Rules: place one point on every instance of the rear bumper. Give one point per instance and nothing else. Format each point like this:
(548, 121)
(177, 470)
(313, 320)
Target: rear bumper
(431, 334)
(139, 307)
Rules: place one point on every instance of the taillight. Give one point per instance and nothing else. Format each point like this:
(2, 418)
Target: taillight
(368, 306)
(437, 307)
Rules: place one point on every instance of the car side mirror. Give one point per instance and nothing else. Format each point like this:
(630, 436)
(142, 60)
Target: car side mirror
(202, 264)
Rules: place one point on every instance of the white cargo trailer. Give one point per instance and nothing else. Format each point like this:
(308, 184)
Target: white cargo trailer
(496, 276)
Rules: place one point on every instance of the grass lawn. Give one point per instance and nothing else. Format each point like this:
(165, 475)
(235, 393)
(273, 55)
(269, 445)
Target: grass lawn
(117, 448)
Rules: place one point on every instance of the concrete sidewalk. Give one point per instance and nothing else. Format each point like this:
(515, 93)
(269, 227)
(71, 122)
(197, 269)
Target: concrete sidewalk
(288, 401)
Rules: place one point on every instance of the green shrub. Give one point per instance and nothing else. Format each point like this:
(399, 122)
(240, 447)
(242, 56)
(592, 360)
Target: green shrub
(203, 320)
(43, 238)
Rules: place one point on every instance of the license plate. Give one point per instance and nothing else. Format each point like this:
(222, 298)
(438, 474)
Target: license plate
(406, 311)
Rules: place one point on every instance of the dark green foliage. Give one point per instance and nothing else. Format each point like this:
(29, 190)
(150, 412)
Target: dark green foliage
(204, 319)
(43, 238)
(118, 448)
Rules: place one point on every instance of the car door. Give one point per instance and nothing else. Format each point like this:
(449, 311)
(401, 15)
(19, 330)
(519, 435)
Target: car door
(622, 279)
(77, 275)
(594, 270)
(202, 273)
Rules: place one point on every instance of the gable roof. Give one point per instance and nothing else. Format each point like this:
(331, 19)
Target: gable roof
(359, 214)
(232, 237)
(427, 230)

> _WHAT TO PRODUCE_
May I have the entries returned exactly, with every line in place?

> _COMPLETED TASK_
Rules: place one point on every instance of the rear bumper. Give one point per instance and nothing else. Format each point like this:
(548, 121)
(177, 470)
(313, 320)
Target: rear bumper
(431, 334)
(139, 307)
Rules: place one point on every instance of the taillight. Give one point per instance and nothing else. Format each point like this:
(2, 418)
Target: taillight
(368, 306)
(437, 307)
Rules: place one point on every instance of the car side mirror. Give one point per instance and nothing else. Format each point like this:
(630, 436)
(142, 60)
Target: car side mirror
(202, 264)
Rules: place one point on every instance of the white cargo trailer. Give one point per instance and nothing else. Format each point like this:
(308, 184)
Target: white cargo trailer
(496, 276)
Rules: place one point on every instance of the grass lawn. Give one point per instance and nothing else. Format each point like this:
(165, 475)
(235, 393)
(273, 55)
(269, 445)
Target: grass lawn
(117, 448)
Rules: place one point on every instance of the concrete sidewalk. Give one point per instance and nothing else. Format each point like this:
(515, 93)
(269, 227)
(71, 122)
(197, 269)
Target: concrete sidewalk
(288, 401)
Rules: place one point on every instance of the green shrub. Give one point per instance and nothing else. Format each point like this:
(399, 122)
(240, 447)
(242, 56)
(592, 360)
Target: green shrub
(203, 320)
(43, 238)
Rules: place one point on every instance of the license plate. Give one point per instance and nothing else. Format each point like this:
(222, 298)
(438, 474)
Target: license plate
(406, 311)
Rules: place one point on every instance of the dark green foliage. Give one point per instance and nothing else. Format each point like this:
(29, 190)
(150, 412)
Target: dark green foliage
(204, 319)
(43, 238)
(118, 448)
Rules: place one point on every instance of the car door. Give one point per instance and nothing else. Format each point like this:
(449, 311)
(401, 15)
(19, 330)
(519, 435)
Target: car door
(622, 279)
(77, 275)
(594, 270)
(202, 273)
Rules: place one point on every instance of the gable roof. Give one point per instance and nothing else. Format each point like this:
(331, 19)
Target: gable roof
(359, 214)
(232, 237)
(427, 230)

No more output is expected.